* _Exercise_
Figure out how many lines in the records below hold the string "shelf". That number alone is the answer.

* _Records to use_
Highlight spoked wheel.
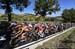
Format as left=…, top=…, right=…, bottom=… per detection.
left=38, top=32, right=45, bottom=38
left=10, top=37, right=20, bottom=48
left=44, top=29, right=49, bottom=36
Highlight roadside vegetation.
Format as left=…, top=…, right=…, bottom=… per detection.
left=0, top=14, right=62, bottom=22
left=36, top=28, right=75, bottom=49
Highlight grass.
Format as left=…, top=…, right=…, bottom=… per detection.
left=35, top=28, right=75, bottom=49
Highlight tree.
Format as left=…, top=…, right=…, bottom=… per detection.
left=0, top=0, right=30, bottom=21
left=62, top=8, right=75, bottom=22
left=34, top=0, right=60, bottom=17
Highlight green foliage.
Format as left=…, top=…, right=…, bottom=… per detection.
left=0, top=14, right=45, bottom=21
left=45, top=17, right=51, bottom=21
left=0, top=14, right=62, bottom=22
left=0, top=14, right=7, bottom=21
left=34, top=0, right=60, bottom=16
left=0, top=0, right=30, bottom=21
left=35, top=16, right=44, bottom=21
left=62, top=8, right=75, bottom=22
left=45, top=17, right=62, bottom=23
left=54, top=17, right=63, bottom=22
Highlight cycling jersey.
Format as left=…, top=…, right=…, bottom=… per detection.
left=38, top=25, right=44, bottom=33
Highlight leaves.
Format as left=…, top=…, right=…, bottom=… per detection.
left=34, top=0, right=60, bottom=16
left=0, top=0, right=30, bottom=21
left=62, top=8, right=75, bottom=22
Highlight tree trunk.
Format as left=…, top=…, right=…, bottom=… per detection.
left=5, top=2, right=12, bottom=22
left=8, top=13, right=11, bottom=22
left=41, top=16, right=45, bottom=21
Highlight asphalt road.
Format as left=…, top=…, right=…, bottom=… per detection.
left=14, top=27, right=74, bottom=49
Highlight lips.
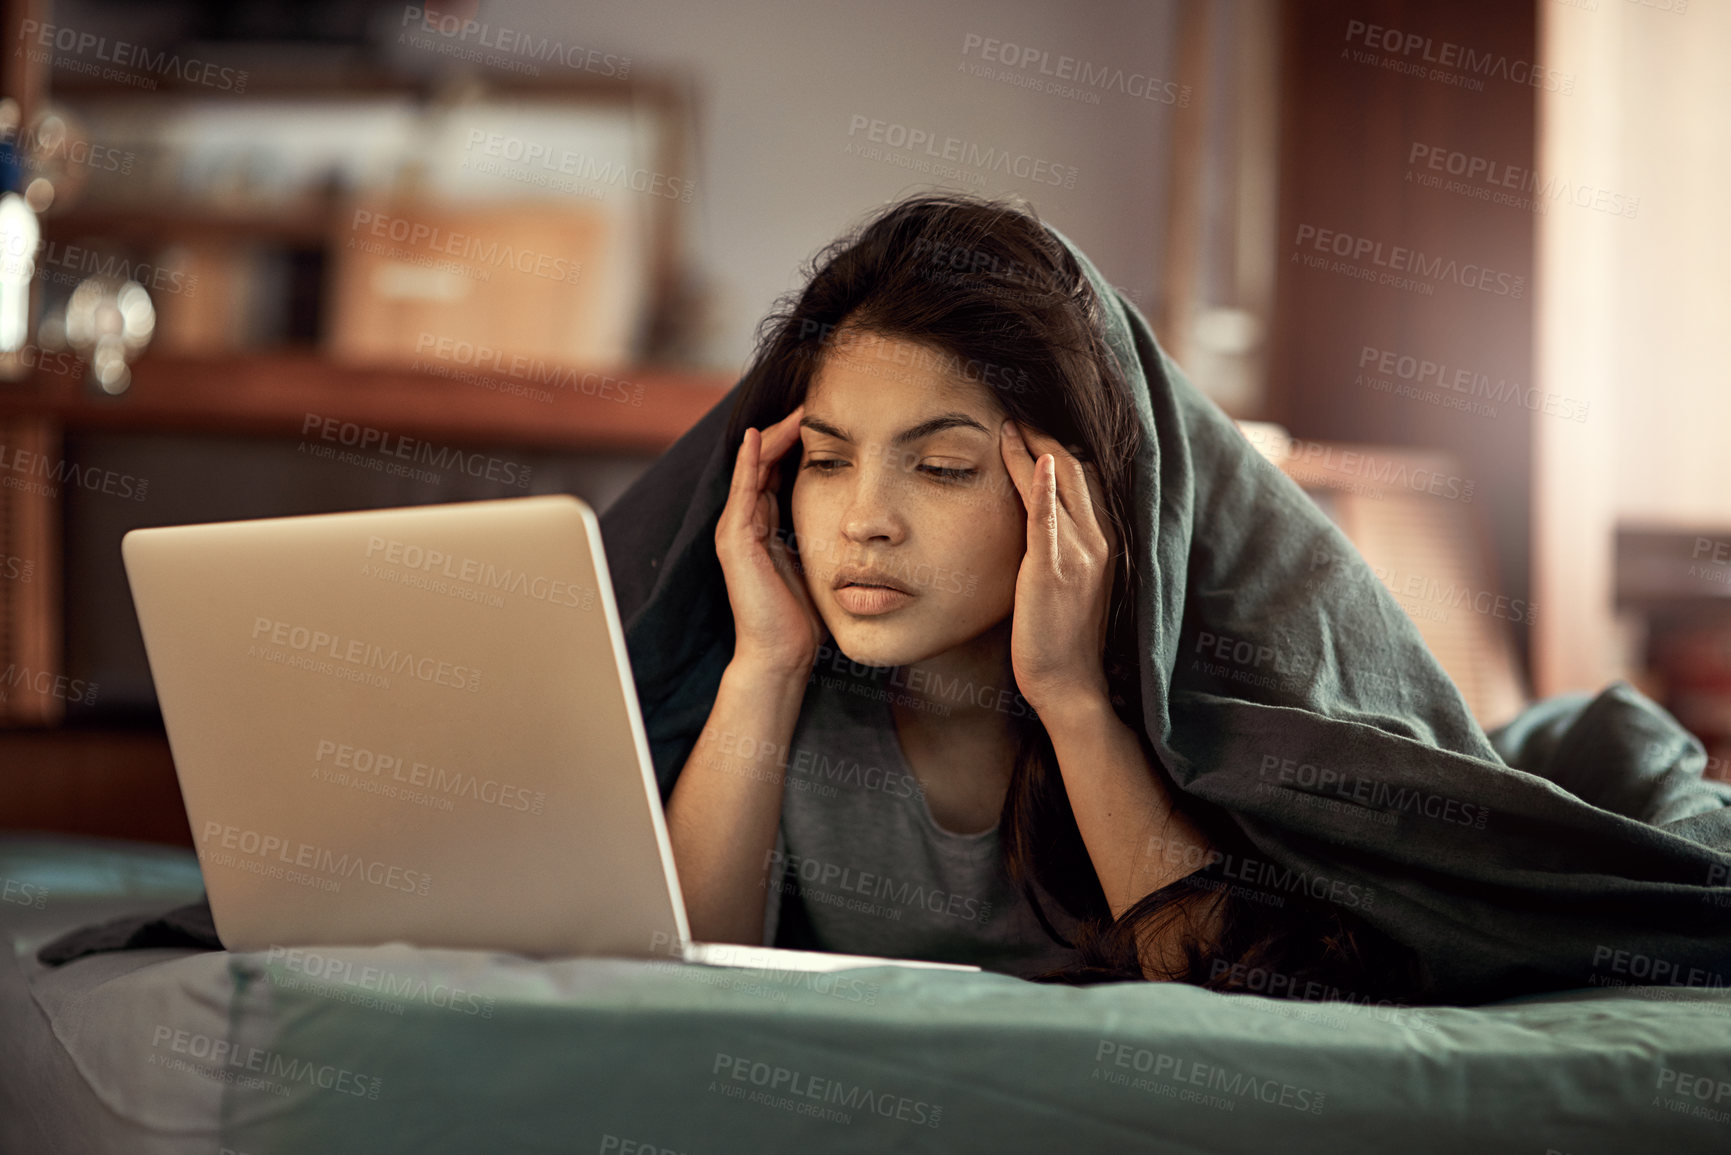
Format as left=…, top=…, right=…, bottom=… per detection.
left=832, top=566, right=914, bottom=595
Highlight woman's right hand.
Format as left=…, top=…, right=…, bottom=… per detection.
left=715, top=404, right=827, bottom=677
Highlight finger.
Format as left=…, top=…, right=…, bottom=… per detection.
left=1079, top=461, right=1116, bottom=555
left=999, top=419, right=1038, bottom=508
left=763, top=403, right=804, bottom=461
left=756, top=404, right=806, bottom=491
left=762, top=489, right=811, bottom=582
left=1019, top=426, right=1114, bottom=557
left=1010, top=425, right=1060, bottom=548
left=1033, top=451, right=1061, bottom=572
left=724, top=427, right=759, bottom=534
left=1000, top=422, right=1062, bottom=575
left=1005, top=420, right=1076, bottom=522
left=728, top=436, right=775, bottom=568
left=1012, top=424, right=1094, bottom=530
left=762, top=497, right=789, bottom=566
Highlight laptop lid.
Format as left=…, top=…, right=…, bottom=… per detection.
left=121, top=494, right=693, bottom=959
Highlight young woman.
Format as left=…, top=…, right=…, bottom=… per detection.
left=664, top=191, right=1423, bottom=997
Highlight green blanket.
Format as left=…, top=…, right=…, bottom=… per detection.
left=598, top=222, right=1731, bottom=1004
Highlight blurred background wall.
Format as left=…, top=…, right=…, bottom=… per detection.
left=424, top=0, right=1188, bottom=370
left=1, top=0, right=1725, bottom=847
left=1535, top=0, right=1731, bottom=717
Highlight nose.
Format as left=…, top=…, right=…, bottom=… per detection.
left=840, top=447, right=908, bottom=546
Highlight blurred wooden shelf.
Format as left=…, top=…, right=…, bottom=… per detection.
left=0, top=727, right=191, bottom=848
left=49, top=60, right=673, bottom=102
left=0, top=352, right=734, bottom=454
left=44, top=205, right=338, bottom=245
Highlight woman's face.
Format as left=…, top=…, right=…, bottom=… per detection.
left=791, top=332, right=1028, bottom=669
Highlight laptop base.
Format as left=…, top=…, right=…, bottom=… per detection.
left=682, top=941, right=979, bottom=972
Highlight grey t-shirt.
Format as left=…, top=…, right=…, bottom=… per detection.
left=759, top=660, right=1086, bottom=978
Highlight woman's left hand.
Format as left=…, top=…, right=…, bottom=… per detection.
left=999, top=418, right=1119, bottom=719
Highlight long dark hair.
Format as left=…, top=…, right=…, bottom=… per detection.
left=725, top=190, right=1424, bottom=1004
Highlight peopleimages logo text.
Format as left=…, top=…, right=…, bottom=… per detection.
left=249, top=617, right=483, bottom=693
left=300, top=414, right=532, bottom=487
left=960, top=34, right=1191, bottom=105
left=400, top=7, right=631, bottom=77
left=364, top=535, right=595, bottom=610
left=200, top=822, right=432, bottom=896
left=846, top=115, right=1078, bottom=188
left=1343, top=19, right=1574, bottom=93
left=17, top=20, right=248, bottom=90
left=1293, top=225, right=1524, bottom=298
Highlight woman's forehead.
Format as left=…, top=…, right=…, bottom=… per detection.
left=806, top=336, right=1004, bottom=423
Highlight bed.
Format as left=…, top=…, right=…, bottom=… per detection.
left=5, top=833, right=1729, bottom=1154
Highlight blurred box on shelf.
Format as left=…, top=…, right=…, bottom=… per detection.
left=325, top=197, right=622, bottom=371
left=149, top=240, right=297, bottom=353
left=44, top=86, right=683, bottom=366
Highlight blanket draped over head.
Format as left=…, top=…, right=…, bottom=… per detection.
left=600, top=221, right=1731, bottom=1005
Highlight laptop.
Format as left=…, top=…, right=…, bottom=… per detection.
left=121, top=494, right=976, bottom=974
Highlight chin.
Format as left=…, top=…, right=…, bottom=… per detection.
left=820, top=612, right=931, bottom=670
left=822, top=627, right=907, bottom=671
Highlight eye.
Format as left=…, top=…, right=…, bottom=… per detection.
left=800, top=456, right=976, bottom=483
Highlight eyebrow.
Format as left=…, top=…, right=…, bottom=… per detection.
left=799, top=411, right=992, bottom=447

* _Task result_
2